We stayed in Leningrad for a week at the Hotel Astoria, a very old hotel, like the Ritz in Paris, but otherwise dissimilar. But the people were nice, which is the most important thing. When we had time we saw the sights, the beautiful cathedrals and the extraordinary Hermitage, and we walked around Leningrad as we pleased. The days were long. We were near the land of the midnight sun, and it got dark at 11 p.m. and light at 2 a.m. It seemed strange reading by daylight at 10 p.m. in a park across from the Astoria. Dr. Bechtereva’s hospitality was reminiscent of our best Southern hospitality. We had a delicious dinner at her home with her family, were taken out to dinner by her, and thoughtfully left to ourselves. The food in the restaurants was good, if you like garlic, which I don’t. On one occasion, out to dinner with Dr. Bechtereva, I was trying to finesse my way around the meat and Natasha said, “My dear Jack, you suffer so much.” A keen observer.

The first day we were in Leningrad, Dr. Bechtereva took the Drs. Bogoch and me to one of the seven hospitals and introduced us to key members of her staff. Later we went through other hospitals, getting to meet many doctors. I was surprised that so many of the doctors were women until I was told that seventy percent of physicians in Russia are women. The second day we were there, Dr. Bechtereva introduced us to three patients who’d had dramatic benefits from PHT. Each had a different disorder. The patient I remember best was a woman who’d had severe headaches for many years and had to be hospitalized periodically. This time she had taken Dilantin for a few days and was on her way home. She explained, through an interpreter, that the pain in her head would get so bad she’d sit absolutely still and if anyone came near her it would make her furious. While she was explaining this in Russian, she was smiling happily, as though she were talking about someone else. The next day Dr. Bechtereva called a meeting and Dr. Bogoch and I had the opportunity to talk about PHT to eighty physicians. I talked for about two hours. That was like talking one hour because translation was not simultaneous. Then Dr. Bogoch discussed the basic mechanisms of action. Several of the Institute’s physicians also addressed the group. I was told that they had given favorable reports on PHT.

The day before we left, Dr. Bechtereva and I were alone for a few moments and I brought up what I considered a delicate subject. I told her that I was most impressed with the work the Institute had done. I said our Foundation had funded numerous studies on PHT, some outside the U.S.A., and, if proper, we would be happy to do it here. Natasha set me at ease. She said she appreciated my asking but that her Institute was well financed by the government. However, we might consider a “joint cooperative effort.” She said such a possibility was provided for in the recent meeting between President Nixon and Premier Brezhnev.

I thought this a fine idea and asked how we should proceed. Dr. Bechtereva said since we had introduced the PHT idea it would be best if we initiated the matter through our Department of Health to their Ministry of Health. We discussed it. Our thought was that we’d exchange ideas and information by mail, and would periodically visit each other. It was agreed that when I got back to New York I would introduce the matter to our Department of Health. I won’t bore you with details. The mills of government grind slowly all over the world. But in 1976, a formal approval was given for a “joint cooperative effort” between the Institute for Experimental Medicine and the Dreyfus Medical Foundation. I have been told that this is the only venture of its sort between a Russian and an American institution.

Before closing I’d like to say that Natasha Bechtereva is one of the most remarkable persons I’ve ever met, and I thank her for her help.

Exercise:
Reproduce the Leningrad account verbatim between "The day before" and "and Premier Brezhnev.", inclusive. The rows after this point come from a separate source unrelated to the Leningrad account.

Supplied records:

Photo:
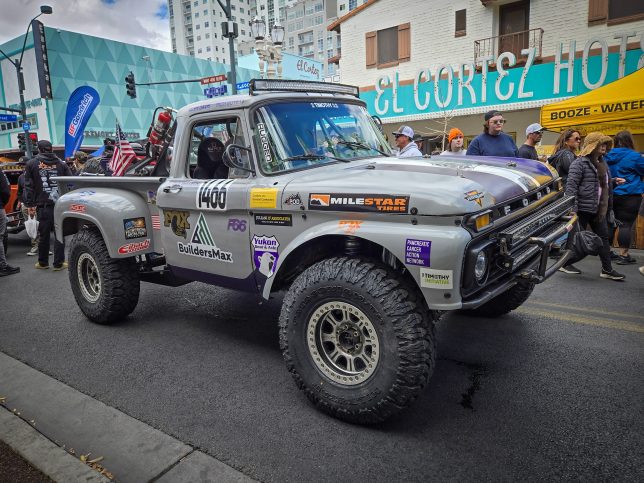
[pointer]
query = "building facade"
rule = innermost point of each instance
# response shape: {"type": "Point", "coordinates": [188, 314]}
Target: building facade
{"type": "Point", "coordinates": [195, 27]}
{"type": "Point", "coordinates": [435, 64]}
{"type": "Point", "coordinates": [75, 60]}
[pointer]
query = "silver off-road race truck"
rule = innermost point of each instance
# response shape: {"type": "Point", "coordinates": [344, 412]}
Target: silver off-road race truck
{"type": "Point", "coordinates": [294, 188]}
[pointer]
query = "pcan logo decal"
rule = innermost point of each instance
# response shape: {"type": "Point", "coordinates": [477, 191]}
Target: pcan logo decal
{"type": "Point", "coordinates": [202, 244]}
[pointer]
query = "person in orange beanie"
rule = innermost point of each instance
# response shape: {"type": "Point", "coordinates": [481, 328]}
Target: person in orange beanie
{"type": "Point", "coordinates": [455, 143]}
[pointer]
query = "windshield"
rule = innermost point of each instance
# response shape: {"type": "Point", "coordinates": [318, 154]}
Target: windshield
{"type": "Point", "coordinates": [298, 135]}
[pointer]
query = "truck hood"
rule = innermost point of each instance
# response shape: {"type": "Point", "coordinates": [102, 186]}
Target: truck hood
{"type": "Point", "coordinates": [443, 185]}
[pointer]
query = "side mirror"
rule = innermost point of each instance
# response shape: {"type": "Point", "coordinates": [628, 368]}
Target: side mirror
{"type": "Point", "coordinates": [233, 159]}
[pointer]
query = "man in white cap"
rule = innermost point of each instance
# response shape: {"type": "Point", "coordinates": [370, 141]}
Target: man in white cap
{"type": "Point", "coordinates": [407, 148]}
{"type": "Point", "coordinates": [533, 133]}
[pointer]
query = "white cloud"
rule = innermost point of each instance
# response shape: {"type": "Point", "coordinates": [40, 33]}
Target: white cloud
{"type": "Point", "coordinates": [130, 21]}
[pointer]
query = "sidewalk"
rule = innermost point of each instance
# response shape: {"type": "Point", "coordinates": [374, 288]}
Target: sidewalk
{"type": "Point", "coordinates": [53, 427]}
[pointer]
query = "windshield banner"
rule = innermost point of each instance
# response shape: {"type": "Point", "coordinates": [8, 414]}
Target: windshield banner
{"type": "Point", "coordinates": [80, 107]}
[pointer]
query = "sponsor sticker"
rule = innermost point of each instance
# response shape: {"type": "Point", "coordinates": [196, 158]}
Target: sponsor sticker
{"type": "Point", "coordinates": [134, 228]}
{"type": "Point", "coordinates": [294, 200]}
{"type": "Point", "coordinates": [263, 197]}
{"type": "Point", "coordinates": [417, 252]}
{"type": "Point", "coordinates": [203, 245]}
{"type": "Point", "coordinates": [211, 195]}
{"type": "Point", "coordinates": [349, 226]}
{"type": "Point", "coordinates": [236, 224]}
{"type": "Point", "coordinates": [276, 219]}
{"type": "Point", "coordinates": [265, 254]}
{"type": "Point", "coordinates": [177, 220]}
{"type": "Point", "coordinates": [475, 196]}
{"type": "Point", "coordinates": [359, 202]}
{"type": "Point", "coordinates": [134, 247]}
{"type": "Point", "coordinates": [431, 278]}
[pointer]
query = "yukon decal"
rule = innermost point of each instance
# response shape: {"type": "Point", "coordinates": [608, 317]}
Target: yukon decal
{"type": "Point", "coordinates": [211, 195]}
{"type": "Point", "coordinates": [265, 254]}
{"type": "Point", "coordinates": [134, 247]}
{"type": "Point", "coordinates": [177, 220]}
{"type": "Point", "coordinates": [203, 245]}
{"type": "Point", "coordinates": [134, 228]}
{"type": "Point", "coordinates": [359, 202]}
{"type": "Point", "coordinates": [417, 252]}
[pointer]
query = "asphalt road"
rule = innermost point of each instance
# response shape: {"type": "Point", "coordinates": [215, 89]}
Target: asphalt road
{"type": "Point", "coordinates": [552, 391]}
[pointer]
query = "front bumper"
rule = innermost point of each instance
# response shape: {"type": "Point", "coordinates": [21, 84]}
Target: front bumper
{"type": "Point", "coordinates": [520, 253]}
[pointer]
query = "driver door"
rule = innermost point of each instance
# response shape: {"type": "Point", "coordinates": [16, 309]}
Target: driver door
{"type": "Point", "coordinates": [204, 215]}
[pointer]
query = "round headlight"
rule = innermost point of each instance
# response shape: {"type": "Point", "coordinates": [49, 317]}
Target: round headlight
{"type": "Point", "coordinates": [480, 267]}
* * *
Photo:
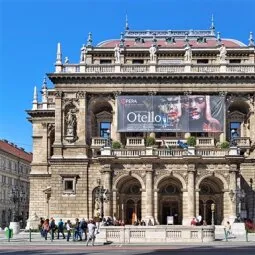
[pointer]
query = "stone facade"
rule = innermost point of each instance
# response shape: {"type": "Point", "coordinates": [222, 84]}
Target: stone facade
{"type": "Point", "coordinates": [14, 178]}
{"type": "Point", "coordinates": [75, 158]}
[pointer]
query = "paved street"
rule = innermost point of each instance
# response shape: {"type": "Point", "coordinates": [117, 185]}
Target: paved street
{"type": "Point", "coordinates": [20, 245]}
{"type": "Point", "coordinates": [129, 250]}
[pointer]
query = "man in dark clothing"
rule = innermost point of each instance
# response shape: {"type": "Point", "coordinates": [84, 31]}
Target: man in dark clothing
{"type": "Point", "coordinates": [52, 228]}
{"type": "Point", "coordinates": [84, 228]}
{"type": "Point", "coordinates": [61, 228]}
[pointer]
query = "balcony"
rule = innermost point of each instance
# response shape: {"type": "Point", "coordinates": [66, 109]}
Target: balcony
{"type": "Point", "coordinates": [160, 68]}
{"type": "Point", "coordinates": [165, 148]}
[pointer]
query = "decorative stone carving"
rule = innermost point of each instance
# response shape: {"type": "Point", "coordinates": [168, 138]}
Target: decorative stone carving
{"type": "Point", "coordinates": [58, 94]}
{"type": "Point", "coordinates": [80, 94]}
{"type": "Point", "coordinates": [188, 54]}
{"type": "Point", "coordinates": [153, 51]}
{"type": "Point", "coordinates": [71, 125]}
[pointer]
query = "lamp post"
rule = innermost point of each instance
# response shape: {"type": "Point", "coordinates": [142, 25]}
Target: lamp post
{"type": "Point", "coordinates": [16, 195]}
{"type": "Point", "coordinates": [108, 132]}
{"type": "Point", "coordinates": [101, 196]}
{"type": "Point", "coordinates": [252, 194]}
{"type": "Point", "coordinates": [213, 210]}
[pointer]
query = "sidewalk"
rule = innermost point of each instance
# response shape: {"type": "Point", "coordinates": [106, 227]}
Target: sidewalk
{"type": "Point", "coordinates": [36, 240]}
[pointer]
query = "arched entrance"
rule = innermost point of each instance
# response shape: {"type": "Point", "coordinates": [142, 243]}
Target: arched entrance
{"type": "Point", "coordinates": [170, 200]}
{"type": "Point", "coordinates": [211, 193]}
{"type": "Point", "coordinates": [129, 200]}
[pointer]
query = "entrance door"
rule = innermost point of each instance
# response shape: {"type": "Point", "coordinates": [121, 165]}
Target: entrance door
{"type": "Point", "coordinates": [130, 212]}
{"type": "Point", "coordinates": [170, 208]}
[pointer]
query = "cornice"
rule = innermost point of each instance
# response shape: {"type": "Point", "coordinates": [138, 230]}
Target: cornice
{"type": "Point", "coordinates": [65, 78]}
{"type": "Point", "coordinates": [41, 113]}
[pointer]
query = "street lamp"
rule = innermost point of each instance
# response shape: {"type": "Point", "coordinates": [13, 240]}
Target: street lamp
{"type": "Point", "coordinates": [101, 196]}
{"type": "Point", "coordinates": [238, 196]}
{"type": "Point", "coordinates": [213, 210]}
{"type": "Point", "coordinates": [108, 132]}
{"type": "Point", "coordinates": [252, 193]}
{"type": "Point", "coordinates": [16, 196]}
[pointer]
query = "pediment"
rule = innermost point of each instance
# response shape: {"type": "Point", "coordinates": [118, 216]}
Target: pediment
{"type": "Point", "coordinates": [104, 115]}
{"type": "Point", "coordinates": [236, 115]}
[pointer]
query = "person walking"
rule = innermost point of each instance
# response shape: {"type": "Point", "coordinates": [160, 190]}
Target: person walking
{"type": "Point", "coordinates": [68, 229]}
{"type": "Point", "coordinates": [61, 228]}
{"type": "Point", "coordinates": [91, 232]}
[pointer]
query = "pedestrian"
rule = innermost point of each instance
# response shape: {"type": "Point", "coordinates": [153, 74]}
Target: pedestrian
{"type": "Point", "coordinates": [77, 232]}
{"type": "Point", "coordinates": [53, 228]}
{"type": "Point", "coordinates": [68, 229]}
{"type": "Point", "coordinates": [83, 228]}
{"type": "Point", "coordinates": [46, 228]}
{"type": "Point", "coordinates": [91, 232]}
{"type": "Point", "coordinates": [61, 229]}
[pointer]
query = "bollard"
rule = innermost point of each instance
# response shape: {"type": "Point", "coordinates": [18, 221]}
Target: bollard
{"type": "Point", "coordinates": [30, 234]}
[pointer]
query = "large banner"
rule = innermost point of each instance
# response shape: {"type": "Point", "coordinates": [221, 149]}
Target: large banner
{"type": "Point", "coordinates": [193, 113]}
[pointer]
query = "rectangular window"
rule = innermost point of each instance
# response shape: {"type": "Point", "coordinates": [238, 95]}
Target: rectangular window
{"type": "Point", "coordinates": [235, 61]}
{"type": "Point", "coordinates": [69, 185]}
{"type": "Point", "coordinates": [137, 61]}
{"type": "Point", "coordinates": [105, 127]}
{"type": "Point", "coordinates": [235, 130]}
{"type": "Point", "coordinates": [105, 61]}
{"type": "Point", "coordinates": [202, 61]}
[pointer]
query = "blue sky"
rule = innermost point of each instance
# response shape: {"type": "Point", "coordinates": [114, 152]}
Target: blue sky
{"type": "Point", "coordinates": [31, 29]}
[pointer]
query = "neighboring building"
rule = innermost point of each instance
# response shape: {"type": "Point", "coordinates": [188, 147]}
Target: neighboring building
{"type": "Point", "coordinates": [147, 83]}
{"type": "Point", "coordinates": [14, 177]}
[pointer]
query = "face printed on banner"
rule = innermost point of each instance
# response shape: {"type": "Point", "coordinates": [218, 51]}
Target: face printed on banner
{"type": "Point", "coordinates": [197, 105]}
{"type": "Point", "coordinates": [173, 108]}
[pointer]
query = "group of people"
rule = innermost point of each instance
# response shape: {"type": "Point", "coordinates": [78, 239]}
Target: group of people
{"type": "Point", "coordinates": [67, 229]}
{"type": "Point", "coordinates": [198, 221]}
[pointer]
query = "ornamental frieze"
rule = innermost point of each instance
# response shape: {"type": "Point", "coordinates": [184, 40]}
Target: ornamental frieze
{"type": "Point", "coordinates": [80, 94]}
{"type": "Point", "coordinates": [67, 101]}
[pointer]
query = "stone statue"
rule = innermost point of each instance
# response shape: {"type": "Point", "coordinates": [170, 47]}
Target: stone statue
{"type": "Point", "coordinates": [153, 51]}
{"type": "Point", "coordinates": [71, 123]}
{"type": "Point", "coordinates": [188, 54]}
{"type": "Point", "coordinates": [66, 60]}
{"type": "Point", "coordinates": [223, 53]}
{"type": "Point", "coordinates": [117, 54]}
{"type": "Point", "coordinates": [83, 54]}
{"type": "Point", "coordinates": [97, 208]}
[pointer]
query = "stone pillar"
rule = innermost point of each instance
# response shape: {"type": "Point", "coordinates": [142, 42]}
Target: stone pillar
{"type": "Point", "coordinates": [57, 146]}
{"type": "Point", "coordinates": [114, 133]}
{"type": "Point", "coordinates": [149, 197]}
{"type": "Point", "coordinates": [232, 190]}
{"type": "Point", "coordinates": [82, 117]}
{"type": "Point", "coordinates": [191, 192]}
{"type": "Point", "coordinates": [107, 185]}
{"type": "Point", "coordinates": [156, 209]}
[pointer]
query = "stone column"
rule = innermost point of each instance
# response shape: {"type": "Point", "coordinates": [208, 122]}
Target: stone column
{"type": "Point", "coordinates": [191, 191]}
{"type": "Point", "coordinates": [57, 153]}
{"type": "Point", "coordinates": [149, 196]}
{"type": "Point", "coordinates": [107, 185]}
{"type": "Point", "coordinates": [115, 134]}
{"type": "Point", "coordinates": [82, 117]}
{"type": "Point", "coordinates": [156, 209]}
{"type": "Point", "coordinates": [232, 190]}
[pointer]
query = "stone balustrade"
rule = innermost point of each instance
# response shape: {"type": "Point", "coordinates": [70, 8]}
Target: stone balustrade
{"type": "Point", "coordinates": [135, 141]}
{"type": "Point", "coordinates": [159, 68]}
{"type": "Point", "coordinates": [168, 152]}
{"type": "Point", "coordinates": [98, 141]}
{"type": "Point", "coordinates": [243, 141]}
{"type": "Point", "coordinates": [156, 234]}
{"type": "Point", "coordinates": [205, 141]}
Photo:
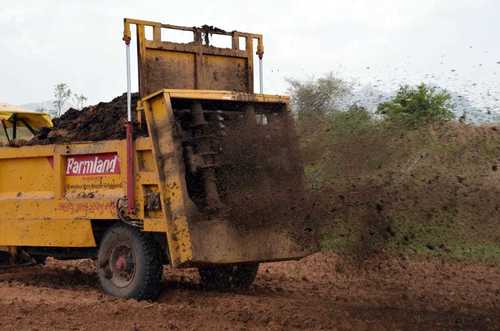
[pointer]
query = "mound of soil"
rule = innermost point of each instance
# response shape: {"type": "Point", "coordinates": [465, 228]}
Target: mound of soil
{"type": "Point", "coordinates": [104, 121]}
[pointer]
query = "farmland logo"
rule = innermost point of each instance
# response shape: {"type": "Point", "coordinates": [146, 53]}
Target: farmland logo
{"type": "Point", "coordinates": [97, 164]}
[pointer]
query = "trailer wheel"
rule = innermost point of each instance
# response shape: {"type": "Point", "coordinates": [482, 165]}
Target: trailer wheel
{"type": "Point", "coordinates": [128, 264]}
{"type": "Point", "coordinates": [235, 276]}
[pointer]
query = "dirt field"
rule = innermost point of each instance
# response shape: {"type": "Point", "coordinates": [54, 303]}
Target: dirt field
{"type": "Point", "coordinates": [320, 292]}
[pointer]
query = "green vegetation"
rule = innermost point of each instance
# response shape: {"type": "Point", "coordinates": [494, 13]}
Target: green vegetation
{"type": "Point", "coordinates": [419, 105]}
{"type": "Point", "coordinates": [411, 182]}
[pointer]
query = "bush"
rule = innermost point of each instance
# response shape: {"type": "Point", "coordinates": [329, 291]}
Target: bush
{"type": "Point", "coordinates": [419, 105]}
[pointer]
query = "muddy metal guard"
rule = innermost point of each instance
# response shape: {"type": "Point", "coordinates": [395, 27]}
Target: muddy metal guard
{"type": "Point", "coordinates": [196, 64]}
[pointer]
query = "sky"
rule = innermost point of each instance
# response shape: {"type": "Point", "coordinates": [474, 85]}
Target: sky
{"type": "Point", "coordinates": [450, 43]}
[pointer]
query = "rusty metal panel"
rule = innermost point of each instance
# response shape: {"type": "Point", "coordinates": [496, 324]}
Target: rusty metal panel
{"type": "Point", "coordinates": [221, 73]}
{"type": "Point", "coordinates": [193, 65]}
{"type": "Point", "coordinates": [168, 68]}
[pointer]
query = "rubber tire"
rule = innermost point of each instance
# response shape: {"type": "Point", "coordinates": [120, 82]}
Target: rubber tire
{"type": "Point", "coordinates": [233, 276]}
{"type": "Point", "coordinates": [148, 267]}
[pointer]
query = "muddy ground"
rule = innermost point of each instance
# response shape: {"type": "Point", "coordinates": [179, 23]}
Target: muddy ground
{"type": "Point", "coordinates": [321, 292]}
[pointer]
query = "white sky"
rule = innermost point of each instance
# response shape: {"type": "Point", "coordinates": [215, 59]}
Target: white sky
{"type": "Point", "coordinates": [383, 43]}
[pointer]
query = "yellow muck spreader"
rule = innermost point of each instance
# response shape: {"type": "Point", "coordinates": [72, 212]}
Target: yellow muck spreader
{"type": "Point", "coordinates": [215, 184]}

Answer to this exercise:
The day before we left, Dr. Bechtereva and I were alone for a few moments and I brought up what I considered a delicate subject. I told her that I was most impressed with the work the Institute had done. I said our Foundation had funded numerous studies on PHT, some outside the U.S.A., and, if proper, we would be happy to do it here. Natasha set me at ease. She said she appreciated my asking but that her Institute was well financed by the government. However, we might consider a “joint cooperative effort.” She said such a possibility was provided for in the recent meeting between President Nixon and Premier Brezhnev.